## Instructions for the task
What are the lines, copied exactly, from the one containing "In this exercise you will mark the man in" through the last line of the records below, both included?

## Data provided
※ ※ ※

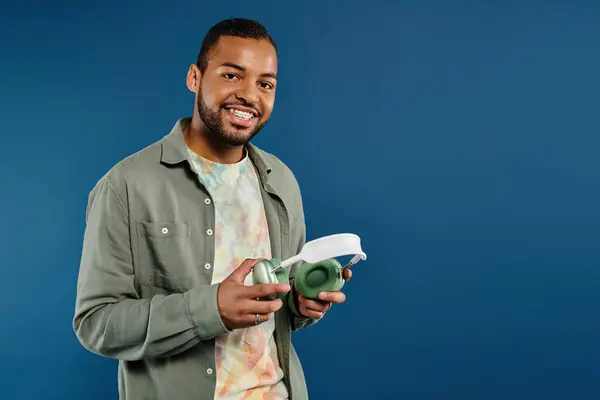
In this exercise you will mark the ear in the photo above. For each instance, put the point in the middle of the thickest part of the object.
(193, 78)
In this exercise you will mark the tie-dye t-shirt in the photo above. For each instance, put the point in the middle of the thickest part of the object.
(246, 359)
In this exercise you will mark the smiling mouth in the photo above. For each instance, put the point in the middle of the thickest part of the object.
(247, 116)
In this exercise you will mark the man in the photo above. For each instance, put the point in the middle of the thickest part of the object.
(174, 231)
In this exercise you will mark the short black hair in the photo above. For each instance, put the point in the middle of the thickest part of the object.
(237, 27)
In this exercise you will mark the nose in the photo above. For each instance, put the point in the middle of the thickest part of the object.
(249, 91)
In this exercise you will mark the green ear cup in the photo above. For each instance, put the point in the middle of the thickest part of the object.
(261, 274)
(322, 276)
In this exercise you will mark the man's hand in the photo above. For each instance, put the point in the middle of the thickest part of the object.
(316, 308)
(238, 304)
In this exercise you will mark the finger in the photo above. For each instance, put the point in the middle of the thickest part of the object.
(310, 313)
(240, 273)
(316, 305)
(347, 274)
(266, 289)
(262, 306)
(333, 297)
(253, 320)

※ ※ ※

## Your response
In this exercise you will mark the man in the photo above. For each instance, put the point in the middle of the thickest part of the object.
(174, 231)
In this exercise you will mark the short black hair in the photo above. For each instance, put the point in the middle of the thickest part of the object.
(237, 27)
In this exercise you will mark the nose in the photo above. For each instance, put the point in the middle of the thickest part of the object.
(249, 91)
In this exercise you will mark the green ear cup in the photo above. For each instance, put the point in the middle of the thickest part of the object.
(261, 274)
(322, 276)
In this exercise you will mark the man's hand in the photo above. For each instance, put the point in the middle of the thickest part of the object.
(316, 308)
(238, 304)
In this exercise you will mark the finger in the photo above. For each instance, put the point in the middle of the thickest part of the object.
(310, 313)
(240, 273)
(316, 305)
(347, 274)
(266, 289)
(262, 306)
(333, 297)
(253, 320)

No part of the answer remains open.